Extrait du document:
Boris Lefebvre

« Les apparences d’un conflit d’intérêts  ». C’est ainsi que Sylvain Fort, directeur de la communication d’En marche !, qualifie l’affaire dans laquelle le mouvement de l’ex-ministre de Hollande se retrouve. Pourtant, il n’aura fallu que deux jours à Jean-Jacques Mourad, médecin interniste à l’hôpital Avicenne de Bobigny, spécialiste de l’hypertension artérielle et membre de l’équipe santé de Macron, pour démissionner suite aux révélations de la Formindep. Cette association qui veille à l’indépendance de l’information médicale a mis le doigt sur les rapports étroits et très rentables qui unissent le médecin, le laboratoire Servier et le programme de campagne d’Emmanuel Macron.

Données à traiter:
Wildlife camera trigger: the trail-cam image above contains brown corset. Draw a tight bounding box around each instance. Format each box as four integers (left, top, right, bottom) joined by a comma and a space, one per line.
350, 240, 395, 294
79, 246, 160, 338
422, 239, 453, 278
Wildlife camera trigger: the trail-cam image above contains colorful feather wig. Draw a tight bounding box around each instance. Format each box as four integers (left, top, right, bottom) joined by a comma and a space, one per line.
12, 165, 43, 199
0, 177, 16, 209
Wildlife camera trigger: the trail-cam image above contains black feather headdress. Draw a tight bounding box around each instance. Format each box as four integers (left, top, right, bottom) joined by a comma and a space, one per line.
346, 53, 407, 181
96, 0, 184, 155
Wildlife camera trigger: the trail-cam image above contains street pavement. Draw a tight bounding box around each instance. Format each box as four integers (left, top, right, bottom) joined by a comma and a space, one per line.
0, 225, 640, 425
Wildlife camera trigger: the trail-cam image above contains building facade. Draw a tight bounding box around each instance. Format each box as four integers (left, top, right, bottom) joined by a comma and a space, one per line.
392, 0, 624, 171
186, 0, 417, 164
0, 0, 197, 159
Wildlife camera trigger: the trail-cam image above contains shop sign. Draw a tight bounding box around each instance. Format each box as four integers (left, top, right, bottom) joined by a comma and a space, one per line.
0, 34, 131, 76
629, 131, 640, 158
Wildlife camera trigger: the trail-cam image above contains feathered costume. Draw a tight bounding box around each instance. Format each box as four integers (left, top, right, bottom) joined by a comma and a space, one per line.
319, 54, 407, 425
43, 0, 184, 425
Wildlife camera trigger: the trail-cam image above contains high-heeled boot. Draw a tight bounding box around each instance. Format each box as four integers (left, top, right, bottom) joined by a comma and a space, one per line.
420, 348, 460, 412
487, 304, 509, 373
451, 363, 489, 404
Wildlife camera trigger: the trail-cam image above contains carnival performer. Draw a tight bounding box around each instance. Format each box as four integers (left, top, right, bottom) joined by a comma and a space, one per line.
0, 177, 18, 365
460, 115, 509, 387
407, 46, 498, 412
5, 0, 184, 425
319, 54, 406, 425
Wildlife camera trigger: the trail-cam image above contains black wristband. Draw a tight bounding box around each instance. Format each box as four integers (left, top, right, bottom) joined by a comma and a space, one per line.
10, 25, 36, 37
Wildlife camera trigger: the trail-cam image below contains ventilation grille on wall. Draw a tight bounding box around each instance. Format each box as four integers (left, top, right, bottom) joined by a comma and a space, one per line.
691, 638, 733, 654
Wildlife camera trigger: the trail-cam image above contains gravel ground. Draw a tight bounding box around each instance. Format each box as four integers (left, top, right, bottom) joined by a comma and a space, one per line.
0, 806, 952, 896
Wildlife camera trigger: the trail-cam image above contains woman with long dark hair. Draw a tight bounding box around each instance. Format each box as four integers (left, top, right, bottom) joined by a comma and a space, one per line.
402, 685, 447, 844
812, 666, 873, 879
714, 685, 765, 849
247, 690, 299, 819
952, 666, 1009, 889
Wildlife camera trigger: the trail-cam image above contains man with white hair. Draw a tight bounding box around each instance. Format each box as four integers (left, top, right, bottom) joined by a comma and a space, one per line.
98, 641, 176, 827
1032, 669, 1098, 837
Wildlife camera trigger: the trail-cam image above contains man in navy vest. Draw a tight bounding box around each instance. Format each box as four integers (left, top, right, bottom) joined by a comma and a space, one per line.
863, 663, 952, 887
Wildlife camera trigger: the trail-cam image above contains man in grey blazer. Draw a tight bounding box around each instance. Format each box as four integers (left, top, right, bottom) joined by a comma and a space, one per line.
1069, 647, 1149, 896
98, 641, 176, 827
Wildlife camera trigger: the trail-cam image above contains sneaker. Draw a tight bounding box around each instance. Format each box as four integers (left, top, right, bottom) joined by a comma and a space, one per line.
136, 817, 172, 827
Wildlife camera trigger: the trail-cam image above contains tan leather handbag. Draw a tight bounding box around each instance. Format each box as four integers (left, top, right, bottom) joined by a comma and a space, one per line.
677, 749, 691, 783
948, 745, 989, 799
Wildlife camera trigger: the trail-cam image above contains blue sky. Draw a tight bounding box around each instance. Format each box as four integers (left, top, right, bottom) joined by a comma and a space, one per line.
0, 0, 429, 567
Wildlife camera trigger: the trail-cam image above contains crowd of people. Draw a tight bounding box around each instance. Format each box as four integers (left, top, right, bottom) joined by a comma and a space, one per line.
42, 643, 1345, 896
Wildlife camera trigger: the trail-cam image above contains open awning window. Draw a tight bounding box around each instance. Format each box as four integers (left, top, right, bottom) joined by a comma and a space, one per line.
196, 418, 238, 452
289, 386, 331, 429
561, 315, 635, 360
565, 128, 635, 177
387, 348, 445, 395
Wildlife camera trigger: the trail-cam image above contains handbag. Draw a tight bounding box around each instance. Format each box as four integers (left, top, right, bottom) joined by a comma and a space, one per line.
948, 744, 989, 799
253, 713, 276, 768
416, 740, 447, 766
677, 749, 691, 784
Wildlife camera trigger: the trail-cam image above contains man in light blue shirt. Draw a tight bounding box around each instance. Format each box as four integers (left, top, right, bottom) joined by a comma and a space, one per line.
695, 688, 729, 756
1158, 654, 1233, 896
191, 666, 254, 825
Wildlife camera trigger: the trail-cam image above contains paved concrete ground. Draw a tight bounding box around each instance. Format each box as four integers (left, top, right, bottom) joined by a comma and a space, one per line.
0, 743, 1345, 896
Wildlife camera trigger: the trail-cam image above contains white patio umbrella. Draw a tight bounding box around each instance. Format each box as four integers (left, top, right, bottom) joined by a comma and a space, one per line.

Exercices proposés:
1. D'après l'article sur la démission de Jean-Jacques Mourad, de quoi l'association Formindep veille-t-elle à garantir l'indépendance ?
2. Poursuivez l'article sur la démission de Jean-Jacques Mourad après sa dernière phrase.

Corrigé des exercices:
1. Elle veille à l'indépendance de l'information médicale.

2.
Jean-Jacques Mourad a, en effet, démissionné de ses fonctions pour éviter que ses liens privilégiés avec le laboratoire Servier ne puissent entacher l’aura de probité que Macron a réussi à maintenir jusqu’à présent. Peu importe désormais. Le soupçon est de mise et le conflit d’intérêt est quasiment avéré. Tout d’abord, les liens qu’entretiennent l’ex-conseillé de Macron et Servier sont tout sauf anecdotiques. Entre 2013 et 2016, Jean-Jacques Mourad a cumulé plus de 66 interventions rémunérées par le groupe pharmaceutique en France et à l’étranger, assaisonné de 80 000 euros de frais restaurant et de transport. Devant de telles sommes, Irène Franchon, qui a démontré la responsabilité du groupe dans la diffusion du Médiator, déclare : « C’est du jamais-vu ! Je suis sidérée par le niveau d’avantages, de cadeaux et de conventions menées quasi exclusivement avec Servier ».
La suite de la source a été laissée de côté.